>> START Source excerpt
Re: [PATCH] PM / clock_ops: Fix clock error check in __pm_clk_add()

From: Rafael J. Wysocki
Date: Sun May 17 2015 - 19:57:07 EST


On Saturday, May 16, 2015 11:37:01 PM Geert Uytterhoeven wrote:
> On Thu, May 14, 2015 at 12:45 AM, Rafael J. Wysocki <rjw@xxxxxxxxxxxxx> wrote:
> > On Tuesday, May 12, 2015 05:32:29 PM Dmitry Torokhov wrote:
> >> On Wed, May 13, 2015 at 02:22:50AM +0200, Rafael J. Wysocki wrote:
> >> > On Tuesday, May 12, 2015 11:07:33 AM Dmitry Torokhov wrote:
> >> > > On Tue, May 12, 2015 at 08:59:03PM +0300, Grygorii.Strashko@xxxxxxxxxx wrote:
> >> > > > On 05/12/2015 07:42 PM, Dmitry Torokhov wrote:
> >> > > > > On Tue, May 12, 2015 at 04:55:39PM +0300, Grygorii.Strashko@xxxxxxxxxx wrote:
> >> > > > >> On 05/09/2015 12:05 AM, Dmitry Torokhov wrote:
> >> > > > >>> On Fri, May 08, 2015 at 10:59:04PM +0200, Geert Uytterhoeven wrote:
> >> > > > >>>> On Fri, May 8, 2015 at 7:19 PM, Dmitry Torokhov
> >> > > > >>>> <dmitry.torokhov@xxxxxxxxx> wrote:
> >> > > > >>>>> On Fri, May 08, 2015 at 10:47:43AM +0200, Geert Uytterhoeven wrote:
> >> > > > >>>>>> In the final iteration of commit 245bd6f6af8a62a2 ("PM / clock_ops: Add
> >> > > > >>>>>> pm_clk_add_clk()"), a refcount increment was added by Grygorii Strashko.
>> END Source excerpt
>> START Dataset rows
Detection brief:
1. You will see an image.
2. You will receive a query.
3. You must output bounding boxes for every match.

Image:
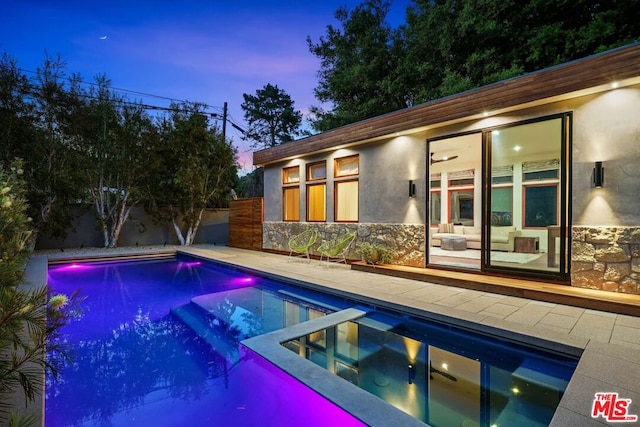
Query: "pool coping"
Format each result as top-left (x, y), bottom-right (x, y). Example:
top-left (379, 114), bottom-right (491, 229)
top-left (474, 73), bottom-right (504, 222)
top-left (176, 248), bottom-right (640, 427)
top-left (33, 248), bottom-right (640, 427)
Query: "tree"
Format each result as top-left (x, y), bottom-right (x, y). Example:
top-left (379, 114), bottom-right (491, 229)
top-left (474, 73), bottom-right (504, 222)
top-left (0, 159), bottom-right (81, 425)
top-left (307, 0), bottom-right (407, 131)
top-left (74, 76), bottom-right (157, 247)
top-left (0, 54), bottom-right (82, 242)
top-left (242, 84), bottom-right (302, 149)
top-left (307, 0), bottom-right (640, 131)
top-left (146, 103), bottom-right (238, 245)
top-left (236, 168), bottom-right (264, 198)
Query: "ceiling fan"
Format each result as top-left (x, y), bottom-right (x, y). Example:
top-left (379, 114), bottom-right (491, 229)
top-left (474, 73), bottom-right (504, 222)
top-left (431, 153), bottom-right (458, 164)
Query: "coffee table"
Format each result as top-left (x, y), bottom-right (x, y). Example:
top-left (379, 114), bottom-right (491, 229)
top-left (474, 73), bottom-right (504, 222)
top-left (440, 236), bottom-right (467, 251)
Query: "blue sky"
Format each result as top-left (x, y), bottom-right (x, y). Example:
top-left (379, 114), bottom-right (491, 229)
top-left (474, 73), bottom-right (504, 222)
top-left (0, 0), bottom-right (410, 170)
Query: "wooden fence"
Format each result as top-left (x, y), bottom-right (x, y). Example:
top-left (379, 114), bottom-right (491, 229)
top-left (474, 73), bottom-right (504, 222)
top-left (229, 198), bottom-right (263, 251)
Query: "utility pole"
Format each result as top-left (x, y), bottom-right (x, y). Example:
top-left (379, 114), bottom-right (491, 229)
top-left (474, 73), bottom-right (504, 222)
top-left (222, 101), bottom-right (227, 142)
>> END Dataset rows
- **Goal of the exercise**:
Carry on the clock_ops patch thread from its last line. The entries were taken from a separate source.

- **Exercise response**:
> >> > > > >>>>>> However, the accompanying IS_ERR() check operates on the wrong clock
> >> > > > >>>>>> pointer, which is always zero at this point, i.e. not an error.
> >> > > > >>>>>> This may lead to a NULL pointer dereference later, when __clk_get()
> >> > > > >>>>>> tries to dereference an error pointer.
> >> > > > >>>>>>
> >> > > > >>>>>> Check the passed clock pointer instead to fix this.
> >> > > > >>>>>
> >> > > > >>>>> Frankly I would remove the check altogether. Why do we only check for
> >> > > > >>>>> IS_ERR and not NULL or otherwise validate the pointer? The clk is passed
> >> > > > >>>>
> >> > > > >>>> __clk_get() does the NULL check.
> >> > > > >>>
> >> > > > >>> No, not really. It _handles_ clk being NULL and returns "everything is
> >> > > > >>> fine". In any case it is __clk_get's decision what to do.
> >> > > > >>>
> >> > > > >>> I dislike gratuitous checks of arguments passed in. Instead of relying
> >> > > > >>> on APIs refusing grabage we better not pass garbage to these APIs in the
> >> > > > >>> first place. So I'd change it to trust that we are given a usable
> >> > > > >>> pointer and simply do:
> >> > > > >>>
> >> > > > >>> if (!__clk_get(clk)) {
> >> > > > >>> kfree(ce);
> >> > > > >>> return -ENOENTl
> >> > > > >>> }
> >> > > > >>
> >> > > > >> Not sure this is right thing to do, because this API initially
> >> > > > >> was intended to be used as below [1]:
> >> > > > >> clk = of_clk_get(dev->of_node, i));
> >> > > > >> ret = pm_clk_add_clk(dev, clk);
> >> > > > >> clk_put(clk);
> >> > > > >>
> >> > > > >> and of_clk_get may return ERR_PTR().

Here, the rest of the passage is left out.